:: TASKS TO CARRY OUT ::
a) Render this sentence from the passage on the splendour of Greece into Spanish: "The head and centre of this mental activity was Athens."
b) From the passage on the splendour of Greece, copy word for word the stretch from "The impetus Pericles" through "discouraged men’s minds.".

:: QUOTED PASSAGE ::

--------

The Splendour of Greece

THE CENTURY and a half that followed the defeat of Persia was one of very great splendour for the Greek civilization. True that Greece was torn by a desperate struggle for ascendancy between Athens, Sparta and other states (the Peloponnesian War 431 to 404 B.C.) and that in 338 B.C. the Macedonians became virtually masters of Greece; nevertheless during this period the thought and the creative and artistic impulse of the Greeks rose to levels that made their achievement a lamp to mankind for all the rest of history.

The head and centre of this mental activity was Athens. For over thirty years (466 to 428 B.C.) Athens was dominated by a man of great vigour and liberality of mind, Pericles, who set himself to rebuild the city from the ashes to which the Persians had reduced it. The beautiful ruins that still glorify Athens to-day are chiefly the remains of this great effort. And he did not simply rebuild a material Athens. He rebuilt Athens intellectually. He gathered about him not only architects and sculptors but poets, dramatists, philosophers and teachers. Herodotus came to Athens to recite his history (438 B.C.). Anaxagoras came with the beginnings of a scientific description of the sun and stars. Æschylus, Sophocles and Euripides one after the other carried the Greek drama to its highest levels of beauty and nobility.

The impetus Pericles gave to the intellectual life of Athens lived on after his death, and in spite of the fact that the peace of Greece was now broken by the Peloponnesian War and a long and wasteful struggle for “ascendancy” was beginning. Indeed the darkling of the political horizon seems for a time to have quickened rather than discouraged men’s minds.

--------

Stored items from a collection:

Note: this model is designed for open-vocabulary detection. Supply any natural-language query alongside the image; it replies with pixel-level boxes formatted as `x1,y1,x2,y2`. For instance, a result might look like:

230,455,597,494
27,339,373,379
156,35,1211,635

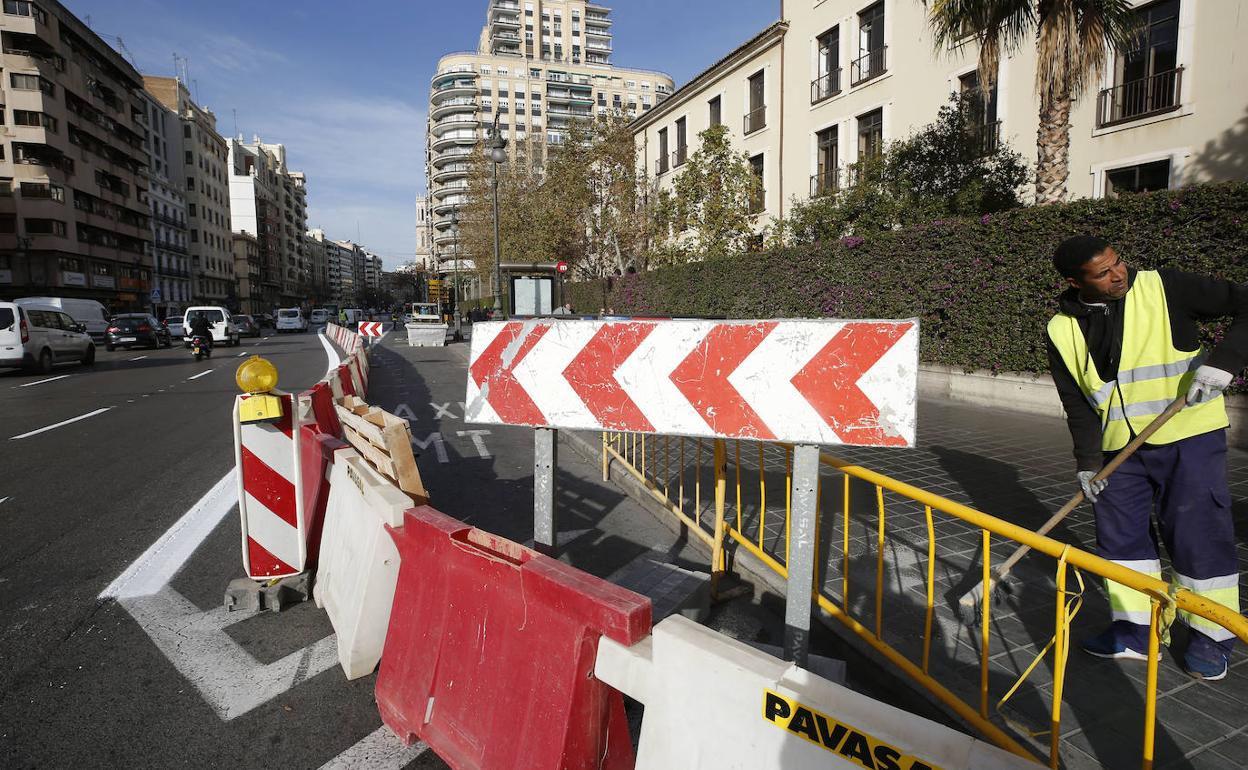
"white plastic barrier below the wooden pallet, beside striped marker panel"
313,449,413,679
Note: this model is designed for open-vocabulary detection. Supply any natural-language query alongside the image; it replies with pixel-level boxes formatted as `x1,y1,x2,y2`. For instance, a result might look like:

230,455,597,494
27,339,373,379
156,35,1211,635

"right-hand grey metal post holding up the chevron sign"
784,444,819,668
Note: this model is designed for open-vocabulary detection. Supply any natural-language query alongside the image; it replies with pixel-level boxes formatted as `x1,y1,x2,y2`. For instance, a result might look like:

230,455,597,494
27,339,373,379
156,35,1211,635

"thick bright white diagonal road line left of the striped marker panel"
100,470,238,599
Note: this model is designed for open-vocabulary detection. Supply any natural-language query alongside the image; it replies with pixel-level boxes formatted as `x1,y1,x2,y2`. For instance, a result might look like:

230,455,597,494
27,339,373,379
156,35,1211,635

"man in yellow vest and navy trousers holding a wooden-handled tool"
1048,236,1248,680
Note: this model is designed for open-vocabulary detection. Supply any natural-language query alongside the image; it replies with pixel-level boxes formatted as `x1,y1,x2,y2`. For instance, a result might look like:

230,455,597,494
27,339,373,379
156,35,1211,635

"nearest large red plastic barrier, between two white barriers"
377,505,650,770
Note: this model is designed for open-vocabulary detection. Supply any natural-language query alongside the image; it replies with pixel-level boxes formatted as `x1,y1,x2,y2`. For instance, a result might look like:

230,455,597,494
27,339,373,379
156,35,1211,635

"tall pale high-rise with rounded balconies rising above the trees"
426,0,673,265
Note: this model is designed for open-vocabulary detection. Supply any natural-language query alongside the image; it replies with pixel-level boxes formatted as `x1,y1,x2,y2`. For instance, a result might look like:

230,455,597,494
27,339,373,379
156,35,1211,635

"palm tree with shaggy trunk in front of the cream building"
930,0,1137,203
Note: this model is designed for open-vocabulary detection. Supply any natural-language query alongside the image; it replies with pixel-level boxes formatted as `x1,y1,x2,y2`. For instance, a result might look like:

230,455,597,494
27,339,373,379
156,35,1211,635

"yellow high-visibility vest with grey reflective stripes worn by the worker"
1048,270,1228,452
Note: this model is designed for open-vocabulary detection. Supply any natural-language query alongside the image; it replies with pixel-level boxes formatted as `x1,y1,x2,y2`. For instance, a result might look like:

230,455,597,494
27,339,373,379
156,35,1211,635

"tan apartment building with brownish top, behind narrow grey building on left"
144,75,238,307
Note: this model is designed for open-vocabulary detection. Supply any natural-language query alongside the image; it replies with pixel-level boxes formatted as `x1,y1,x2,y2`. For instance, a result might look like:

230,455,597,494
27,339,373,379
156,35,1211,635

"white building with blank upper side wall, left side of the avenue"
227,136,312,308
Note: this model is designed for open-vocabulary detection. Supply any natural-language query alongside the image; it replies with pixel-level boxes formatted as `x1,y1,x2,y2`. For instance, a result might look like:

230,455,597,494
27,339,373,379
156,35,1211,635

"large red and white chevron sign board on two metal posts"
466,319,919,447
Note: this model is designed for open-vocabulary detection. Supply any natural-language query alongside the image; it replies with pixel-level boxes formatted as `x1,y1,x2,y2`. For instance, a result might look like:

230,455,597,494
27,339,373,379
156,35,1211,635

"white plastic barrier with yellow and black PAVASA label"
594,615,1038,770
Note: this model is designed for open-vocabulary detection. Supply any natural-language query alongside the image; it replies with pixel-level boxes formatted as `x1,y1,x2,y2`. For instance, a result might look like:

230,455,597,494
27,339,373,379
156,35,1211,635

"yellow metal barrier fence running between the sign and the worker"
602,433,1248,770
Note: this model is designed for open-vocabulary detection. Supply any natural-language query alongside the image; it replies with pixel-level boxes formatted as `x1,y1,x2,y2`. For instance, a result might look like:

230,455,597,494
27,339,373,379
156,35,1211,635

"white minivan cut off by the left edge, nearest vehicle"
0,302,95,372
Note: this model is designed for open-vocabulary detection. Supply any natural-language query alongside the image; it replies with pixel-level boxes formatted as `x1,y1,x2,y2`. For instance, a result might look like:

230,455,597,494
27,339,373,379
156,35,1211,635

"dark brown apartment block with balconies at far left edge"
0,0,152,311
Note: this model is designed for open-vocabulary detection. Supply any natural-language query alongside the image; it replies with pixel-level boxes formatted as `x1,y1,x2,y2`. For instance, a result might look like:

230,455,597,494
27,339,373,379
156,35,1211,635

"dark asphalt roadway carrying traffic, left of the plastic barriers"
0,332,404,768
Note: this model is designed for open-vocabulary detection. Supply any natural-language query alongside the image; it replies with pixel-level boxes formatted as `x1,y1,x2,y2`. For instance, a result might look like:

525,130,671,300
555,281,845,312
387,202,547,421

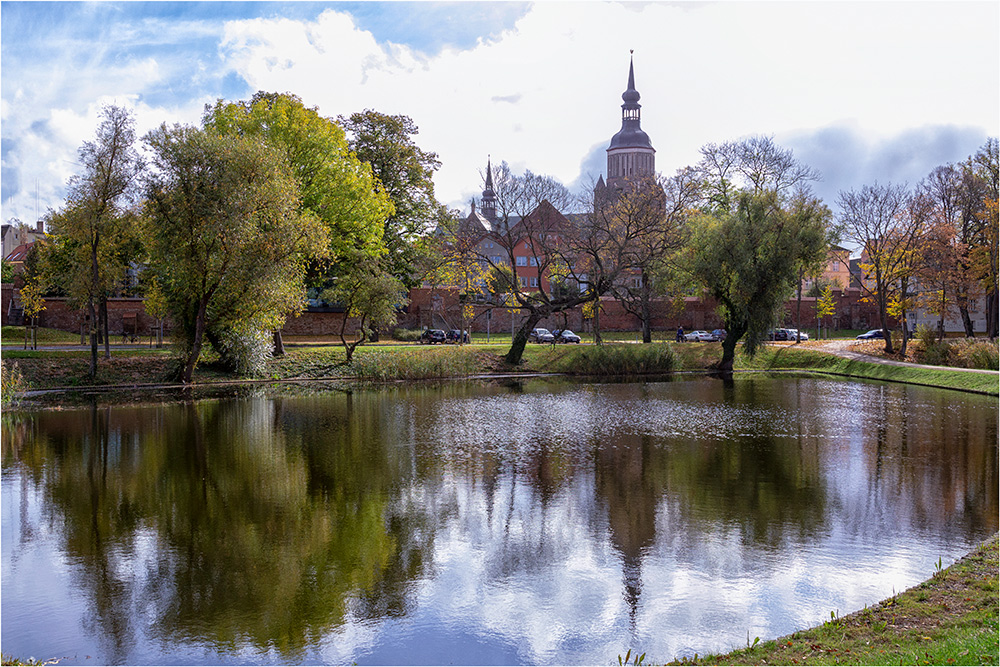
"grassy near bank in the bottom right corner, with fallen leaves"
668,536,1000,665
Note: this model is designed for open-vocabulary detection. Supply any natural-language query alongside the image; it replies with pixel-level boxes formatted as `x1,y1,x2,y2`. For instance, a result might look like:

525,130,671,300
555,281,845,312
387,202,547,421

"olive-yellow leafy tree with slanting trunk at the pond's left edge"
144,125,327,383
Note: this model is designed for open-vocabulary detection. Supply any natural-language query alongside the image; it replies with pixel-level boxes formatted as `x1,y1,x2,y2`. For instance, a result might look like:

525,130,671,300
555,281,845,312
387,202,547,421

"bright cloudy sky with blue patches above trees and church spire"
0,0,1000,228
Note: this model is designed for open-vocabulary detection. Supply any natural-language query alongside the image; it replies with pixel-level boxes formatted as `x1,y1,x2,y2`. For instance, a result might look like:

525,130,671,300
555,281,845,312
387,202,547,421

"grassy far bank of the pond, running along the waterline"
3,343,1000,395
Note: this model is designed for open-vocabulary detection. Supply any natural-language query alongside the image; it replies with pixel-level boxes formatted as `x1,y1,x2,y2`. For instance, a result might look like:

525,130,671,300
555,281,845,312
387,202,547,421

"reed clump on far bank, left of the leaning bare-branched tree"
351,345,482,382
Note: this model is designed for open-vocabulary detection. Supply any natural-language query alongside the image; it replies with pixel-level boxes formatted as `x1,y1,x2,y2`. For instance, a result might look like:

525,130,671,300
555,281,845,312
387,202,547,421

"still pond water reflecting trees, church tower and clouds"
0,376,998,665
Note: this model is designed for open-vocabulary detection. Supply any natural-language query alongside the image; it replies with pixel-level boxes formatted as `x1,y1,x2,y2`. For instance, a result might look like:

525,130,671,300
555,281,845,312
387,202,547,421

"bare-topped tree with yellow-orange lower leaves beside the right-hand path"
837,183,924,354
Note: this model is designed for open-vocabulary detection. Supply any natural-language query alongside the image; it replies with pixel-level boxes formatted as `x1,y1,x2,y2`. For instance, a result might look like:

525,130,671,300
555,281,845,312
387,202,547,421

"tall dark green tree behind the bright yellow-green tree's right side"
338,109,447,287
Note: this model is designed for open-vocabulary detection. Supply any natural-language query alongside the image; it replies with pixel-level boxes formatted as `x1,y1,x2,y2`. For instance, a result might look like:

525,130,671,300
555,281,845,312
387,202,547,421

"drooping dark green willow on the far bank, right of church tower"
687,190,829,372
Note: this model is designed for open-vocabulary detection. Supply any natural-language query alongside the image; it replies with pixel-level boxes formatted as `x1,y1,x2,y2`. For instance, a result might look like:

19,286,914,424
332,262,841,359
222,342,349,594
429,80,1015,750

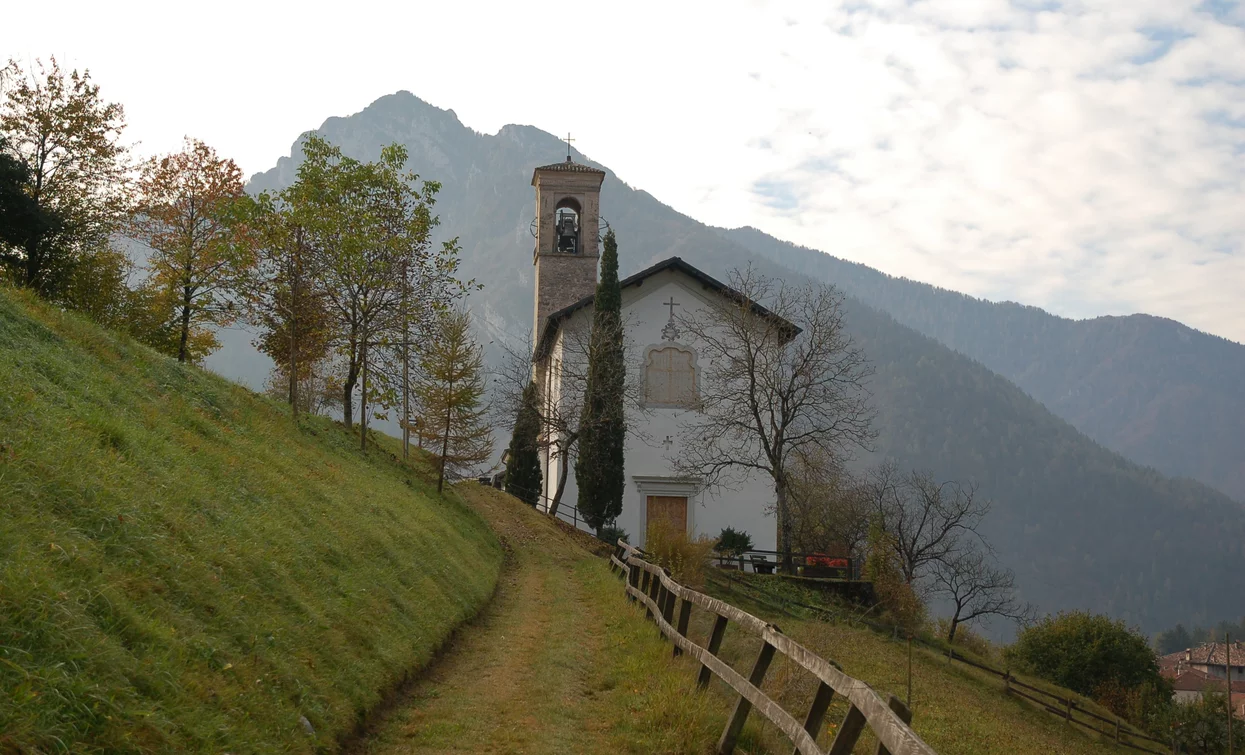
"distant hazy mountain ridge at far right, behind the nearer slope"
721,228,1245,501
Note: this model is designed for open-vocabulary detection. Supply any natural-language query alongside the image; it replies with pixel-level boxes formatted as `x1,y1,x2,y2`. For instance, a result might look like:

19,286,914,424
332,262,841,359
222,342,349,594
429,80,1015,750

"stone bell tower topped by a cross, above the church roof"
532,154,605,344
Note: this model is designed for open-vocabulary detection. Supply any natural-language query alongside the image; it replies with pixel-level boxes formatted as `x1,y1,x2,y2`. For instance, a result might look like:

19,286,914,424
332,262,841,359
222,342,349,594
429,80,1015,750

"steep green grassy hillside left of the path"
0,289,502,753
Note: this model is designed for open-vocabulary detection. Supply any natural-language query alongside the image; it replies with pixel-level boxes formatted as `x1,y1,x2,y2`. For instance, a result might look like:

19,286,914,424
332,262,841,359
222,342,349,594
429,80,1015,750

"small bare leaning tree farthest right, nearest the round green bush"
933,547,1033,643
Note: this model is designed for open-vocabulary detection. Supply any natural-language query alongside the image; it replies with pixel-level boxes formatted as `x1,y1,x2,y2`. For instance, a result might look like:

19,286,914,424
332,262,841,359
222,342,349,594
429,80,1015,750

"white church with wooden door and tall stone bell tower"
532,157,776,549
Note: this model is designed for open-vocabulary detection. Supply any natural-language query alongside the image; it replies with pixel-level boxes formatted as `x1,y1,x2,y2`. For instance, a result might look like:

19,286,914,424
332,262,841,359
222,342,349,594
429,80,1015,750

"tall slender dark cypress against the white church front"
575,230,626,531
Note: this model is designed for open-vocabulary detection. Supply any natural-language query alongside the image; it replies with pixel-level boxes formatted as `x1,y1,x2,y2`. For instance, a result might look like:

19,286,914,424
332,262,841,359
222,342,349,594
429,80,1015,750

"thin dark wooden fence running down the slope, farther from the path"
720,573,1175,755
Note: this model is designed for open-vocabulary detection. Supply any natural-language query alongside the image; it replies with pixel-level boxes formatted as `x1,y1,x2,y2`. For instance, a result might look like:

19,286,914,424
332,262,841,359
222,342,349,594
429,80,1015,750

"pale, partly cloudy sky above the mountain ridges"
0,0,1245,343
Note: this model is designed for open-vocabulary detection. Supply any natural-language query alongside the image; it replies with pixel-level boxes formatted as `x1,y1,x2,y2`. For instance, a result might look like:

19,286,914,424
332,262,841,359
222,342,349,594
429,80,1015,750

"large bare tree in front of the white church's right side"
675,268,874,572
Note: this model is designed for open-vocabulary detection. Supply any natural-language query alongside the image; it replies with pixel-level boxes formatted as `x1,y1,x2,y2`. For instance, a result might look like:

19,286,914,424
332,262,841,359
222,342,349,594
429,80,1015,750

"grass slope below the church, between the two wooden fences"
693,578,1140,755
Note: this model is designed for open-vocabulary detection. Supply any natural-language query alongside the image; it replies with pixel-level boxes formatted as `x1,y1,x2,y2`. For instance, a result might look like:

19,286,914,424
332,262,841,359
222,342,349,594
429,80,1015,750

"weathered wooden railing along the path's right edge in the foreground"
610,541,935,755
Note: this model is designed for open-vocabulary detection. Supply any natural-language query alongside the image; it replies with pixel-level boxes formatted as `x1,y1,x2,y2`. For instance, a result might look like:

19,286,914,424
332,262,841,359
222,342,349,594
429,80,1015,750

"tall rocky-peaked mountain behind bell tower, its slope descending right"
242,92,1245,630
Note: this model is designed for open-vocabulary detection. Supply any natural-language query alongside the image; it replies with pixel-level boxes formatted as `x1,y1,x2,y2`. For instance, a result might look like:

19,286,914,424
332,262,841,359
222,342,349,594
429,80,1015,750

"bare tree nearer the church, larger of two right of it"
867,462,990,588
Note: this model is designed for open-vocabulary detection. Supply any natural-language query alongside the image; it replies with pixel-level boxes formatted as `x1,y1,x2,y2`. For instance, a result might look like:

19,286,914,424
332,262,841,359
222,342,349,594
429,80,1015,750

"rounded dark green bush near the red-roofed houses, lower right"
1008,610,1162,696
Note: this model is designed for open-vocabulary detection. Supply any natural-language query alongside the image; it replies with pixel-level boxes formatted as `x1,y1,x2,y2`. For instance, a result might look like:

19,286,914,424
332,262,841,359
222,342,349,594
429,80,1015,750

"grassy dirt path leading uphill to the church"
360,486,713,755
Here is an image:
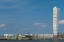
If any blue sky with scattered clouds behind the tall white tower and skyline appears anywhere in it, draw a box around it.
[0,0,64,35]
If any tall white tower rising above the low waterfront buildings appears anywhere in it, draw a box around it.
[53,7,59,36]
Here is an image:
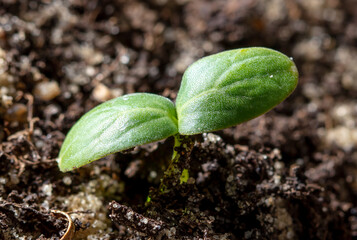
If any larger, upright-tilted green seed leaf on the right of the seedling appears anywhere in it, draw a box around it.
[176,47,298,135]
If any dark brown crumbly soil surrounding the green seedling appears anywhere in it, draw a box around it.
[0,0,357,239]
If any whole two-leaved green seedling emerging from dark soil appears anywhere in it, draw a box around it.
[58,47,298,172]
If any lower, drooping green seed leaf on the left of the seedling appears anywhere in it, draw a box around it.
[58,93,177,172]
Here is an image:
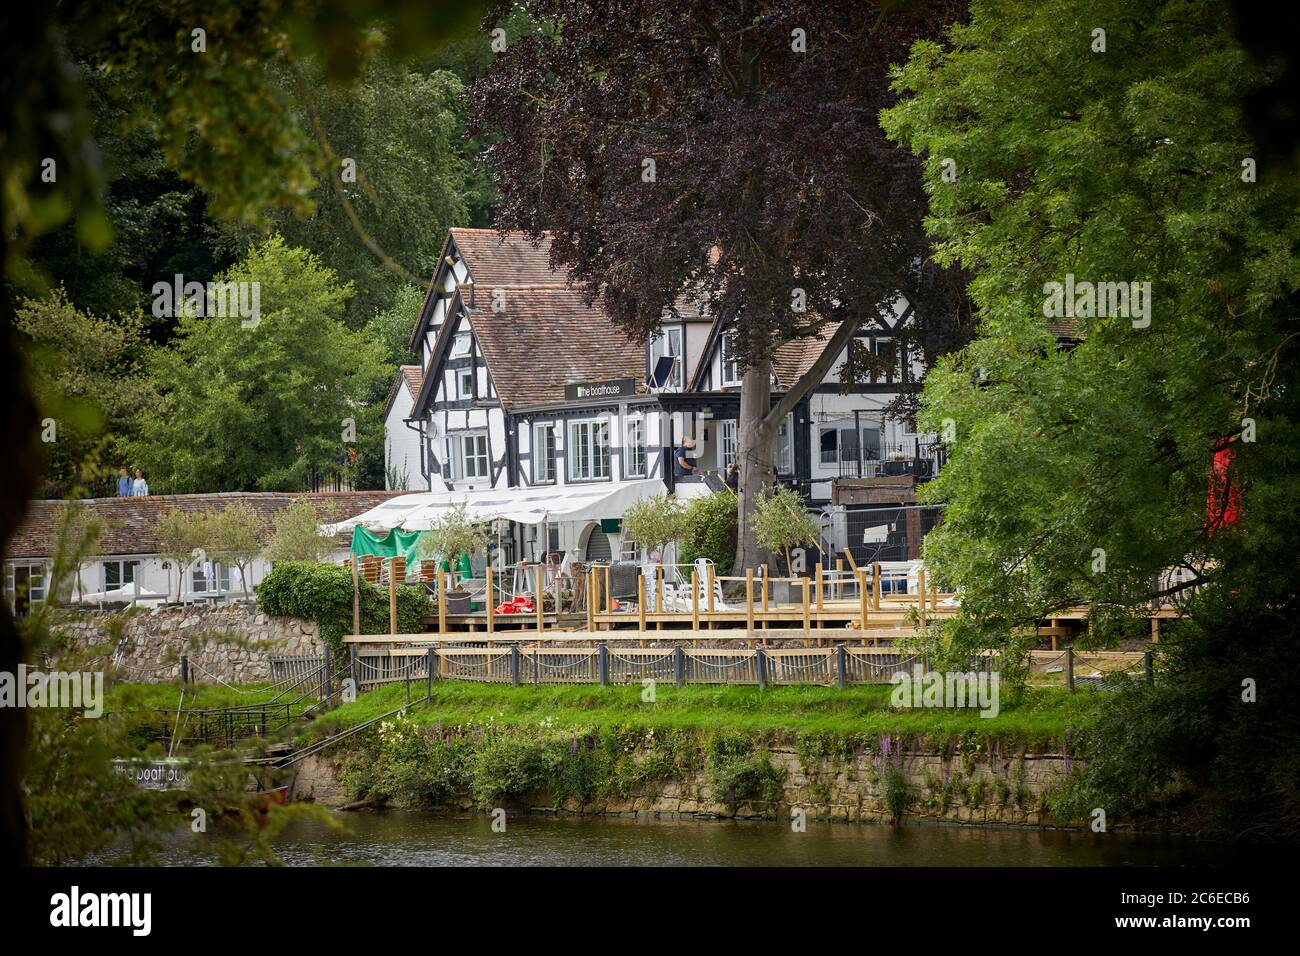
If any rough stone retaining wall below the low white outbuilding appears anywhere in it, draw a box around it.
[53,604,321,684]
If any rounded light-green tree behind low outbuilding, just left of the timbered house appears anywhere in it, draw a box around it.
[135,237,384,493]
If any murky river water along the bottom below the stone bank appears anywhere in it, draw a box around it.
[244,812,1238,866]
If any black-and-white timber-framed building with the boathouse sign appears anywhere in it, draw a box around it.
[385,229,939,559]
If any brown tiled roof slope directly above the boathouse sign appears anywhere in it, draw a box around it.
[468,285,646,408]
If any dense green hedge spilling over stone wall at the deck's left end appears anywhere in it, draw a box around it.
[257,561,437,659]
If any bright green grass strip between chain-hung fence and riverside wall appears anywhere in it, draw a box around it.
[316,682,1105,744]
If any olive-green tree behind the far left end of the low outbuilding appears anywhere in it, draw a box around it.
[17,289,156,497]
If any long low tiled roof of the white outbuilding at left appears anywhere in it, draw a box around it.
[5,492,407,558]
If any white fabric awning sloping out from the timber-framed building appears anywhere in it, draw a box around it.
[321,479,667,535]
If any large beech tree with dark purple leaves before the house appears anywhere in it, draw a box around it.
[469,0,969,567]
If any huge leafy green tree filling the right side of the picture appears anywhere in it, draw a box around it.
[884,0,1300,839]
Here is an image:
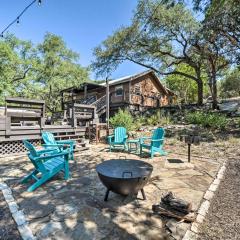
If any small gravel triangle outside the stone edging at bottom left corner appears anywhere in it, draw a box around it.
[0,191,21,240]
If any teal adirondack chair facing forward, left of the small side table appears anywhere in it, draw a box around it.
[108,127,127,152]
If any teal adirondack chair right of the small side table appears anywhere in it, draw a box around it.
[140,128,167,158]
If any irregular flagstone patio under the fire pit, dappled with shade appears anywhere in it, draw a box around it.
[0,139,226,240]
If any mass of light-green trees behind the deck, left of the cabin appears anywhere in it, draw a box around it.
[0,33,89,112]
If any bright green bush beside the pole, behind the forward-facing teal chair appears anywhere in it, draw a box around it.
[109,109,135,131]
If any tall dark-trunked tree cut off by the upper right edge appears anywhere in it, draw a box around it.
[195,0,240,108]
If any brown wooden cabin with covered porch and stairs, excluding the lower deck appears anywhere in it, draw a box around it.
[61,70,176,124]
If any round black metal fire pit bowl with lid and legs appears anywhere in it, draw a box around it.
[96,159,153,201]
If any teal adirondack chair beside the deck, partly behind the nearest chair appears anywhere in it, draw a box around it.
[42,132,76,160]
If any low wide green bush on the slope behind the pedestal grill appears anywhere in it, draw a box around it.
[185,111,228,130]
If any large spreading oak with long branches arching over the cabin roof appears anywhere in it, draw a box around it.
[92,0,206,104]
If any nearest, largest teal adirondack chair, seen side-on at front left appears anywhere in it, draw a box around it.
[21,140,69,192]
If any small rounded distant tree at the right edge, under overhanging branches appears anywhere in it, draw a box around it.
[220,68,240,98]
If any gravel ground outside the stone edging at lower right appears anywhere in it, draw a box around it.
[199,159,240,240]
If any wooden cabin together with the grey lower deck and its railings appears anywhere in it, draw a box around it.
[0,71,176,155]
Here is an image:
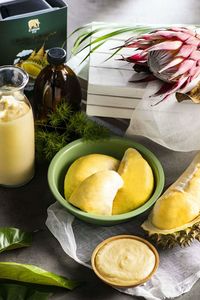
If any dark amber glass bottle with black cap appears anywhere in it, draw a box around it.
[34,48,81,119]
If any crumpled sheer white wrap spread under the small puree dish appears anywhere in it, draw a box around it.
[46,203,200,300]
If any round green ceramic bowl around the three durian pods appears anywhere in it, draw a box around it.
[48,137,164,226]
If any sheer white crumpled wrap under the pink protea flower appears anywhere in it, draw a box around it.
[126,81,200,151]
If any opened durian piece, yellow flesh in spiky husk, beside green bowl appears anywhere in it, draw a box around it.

--------

:: PROBLEM SOLUTIONS ::
a) La cabeza y el centro de esta actividad intelectual era Atenas.

b)
The impetus Pericles gave to the intellectual life of Athens lived on after his death, and in spite of the fact that the peace of Greece was now broken by the Peloponnesian War and a long and wasteful struggle for “ascendancy” was beginning. Indeed the darkling of the political horizon seems for a time to have quickened rather than discouraged men’s minds.